- **Task requirements**:
Reproduce the lines below, renaming every occurrence of "rough mask" to "coarse mask" and leaving all other text unchanged.

Dataset entries

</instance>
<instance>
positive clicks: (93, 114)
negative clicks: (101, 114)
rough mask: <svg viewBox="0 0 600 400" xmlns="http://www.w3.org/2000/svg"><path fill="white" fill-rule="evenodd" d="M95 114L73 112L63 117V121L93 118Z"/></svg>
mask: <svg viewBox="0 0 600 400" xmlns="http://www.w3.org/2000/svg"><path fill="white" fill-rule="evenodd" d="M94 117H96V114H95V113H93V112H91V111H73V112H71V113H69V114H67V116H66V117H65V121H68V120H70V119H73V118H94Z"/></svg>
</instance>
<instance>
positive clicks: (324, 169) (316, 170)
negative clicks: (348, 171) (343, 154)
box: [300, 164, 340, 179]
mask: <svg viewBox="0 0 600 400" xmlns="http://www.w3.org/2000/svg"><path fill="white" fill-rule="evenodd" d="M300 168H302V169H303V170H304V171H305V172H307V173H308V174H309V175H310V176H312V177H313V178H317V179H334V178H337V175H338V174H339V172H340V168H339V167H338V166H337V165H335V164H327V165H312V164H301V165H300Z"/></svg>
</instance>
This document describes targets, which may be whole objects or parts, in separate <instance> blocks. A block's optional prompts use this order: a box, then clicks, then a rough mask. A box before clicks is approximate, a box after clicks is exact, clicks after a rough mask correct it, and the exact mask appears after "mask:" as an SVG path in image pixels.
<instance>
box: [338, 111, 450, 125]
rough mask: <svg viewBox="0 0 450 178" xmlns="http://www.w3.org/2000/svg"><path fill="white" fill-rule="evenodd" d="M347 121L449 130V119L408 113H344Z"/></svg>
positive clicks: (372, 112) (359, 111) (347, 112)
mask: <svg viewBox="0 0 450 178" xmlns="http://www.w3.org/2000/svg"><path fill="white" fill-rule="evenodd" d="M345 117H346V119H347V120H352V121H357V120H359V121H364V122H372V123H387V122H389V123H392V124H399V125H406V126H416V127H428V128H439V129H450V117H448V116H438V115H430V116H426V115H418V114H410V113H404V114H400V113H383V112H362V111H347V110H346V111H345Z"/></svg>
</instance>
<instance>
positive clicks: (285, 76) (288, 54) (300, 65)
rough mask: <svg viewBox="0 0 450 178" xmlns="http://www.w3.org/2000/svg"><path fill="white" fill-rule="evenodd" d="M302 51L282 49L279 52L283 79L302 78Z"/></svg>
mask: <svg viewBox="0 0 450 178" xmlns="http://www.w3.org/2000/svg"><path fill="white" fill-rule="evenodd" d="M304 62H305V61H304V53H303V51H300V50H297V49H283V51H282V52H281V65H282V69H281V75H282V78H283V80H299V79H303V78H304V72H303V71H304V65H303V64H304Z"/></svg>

- **Task result**:
</instance>
<instance>
positive clicks: (93, 114)
negative clicks: (101, 114)
coarse mask: <svg viewBox="0 0 600 400" xmlns="http://www.w3.org/2000/svg"><path fill="white" fill-rule="evenodd" d="M95 114L73 112L63 117V121L93 118Z"/></svg>
mask: <svg viewBox="0 0 600 400" xmlns="http://www.w3.org/2000/svg"><path fill="white" fill-rule="evenodd" d="M94 117H96V114H95V113H93V112H91V111H73V112H71V113H69V114H67V116H66V117H65V121H68V120H70V119H73V118H94Z"/></svg>
</instance>
<instance>
positive clicks: (324, 169) (316, 170)
negative clicks: (348, 171) (343, 154)
box: [300, 164, 340, 179]
mask: <svg viewBox="0 0 600 400" xmlns="http://www.w3.org/2000/svg"><path fill="white" fill-rule="evenodd" d="M300 168H302V169H303V170H304V171H305V172H307V173H308V174H309V175H310V176H312V177H313V178H317V179H334V178H337V175H338V174H339V172H340V168H339V167H338V166H337V165H335V164H327V165H312V164H301V165H300Z"/></svg>
</instance>
This document describes targets, which may be whole objects or parts, in separate <instance> blocks. A block's optional prompts use this order: a box, then clicks, then a coarse mask. A box before clicks is approximate, a box after clicks is exact, clicks after a coarse mask correct it, and the exact mask appears after "mask:" as an SVG path in image pixels.
<instance>
box: [338, 111, 450, 125]
coarse mask: <svg viewBox="0 0 450 178" xmlns="http://www.w3.org/2000/svg"><path fill="white" fill-rule="evenodd" d="M347 121L449 130V119L408 113H344Z"/></svg>
positive clicks: (372, 112) (359, 111) (347, 112)
mask: <svg viewBox="0 0 450 178" xmlns="http://www.w3.org/2000/svg"><path fill="white" fill-rule="evenodd" d="M345 117H346V119H347V120H352V121H357V120H359V121H364V122H372V123H387V122H389V123H392V124H399V125H406V126H416V127H428V128H439V129H450V117H448V116H438V115H430V116H426V115H418V114H410V113H404V114H400V113H383V112H362V111H347V110H346V111H345Z"/></svg>
</instance>
<instance>
positive clicks: (285, 76) (288, 54) (300, 65)
coarse mask: <svg viewBox="0 0 450 178" xmlns="http://www.w3.org/2000/svg"><path fill="white" fill-rule="evenodd" d="M302 51L282 49L279 52L283 79L302 78Z"/></svg>
mask: <svg viewBox="0 0 450 178" xmlns="http://www.w3.org/2000/svg"><path fill="white" fill-rule="evenodd" d="M304 62H305V61H304V53H303V51H300V50H297V49H283V51H282V52H281V65H282V69H281V75H282V78H283V80H299V79H303V78H304V72H303V71H304V65H303V64H304Z"/></svg>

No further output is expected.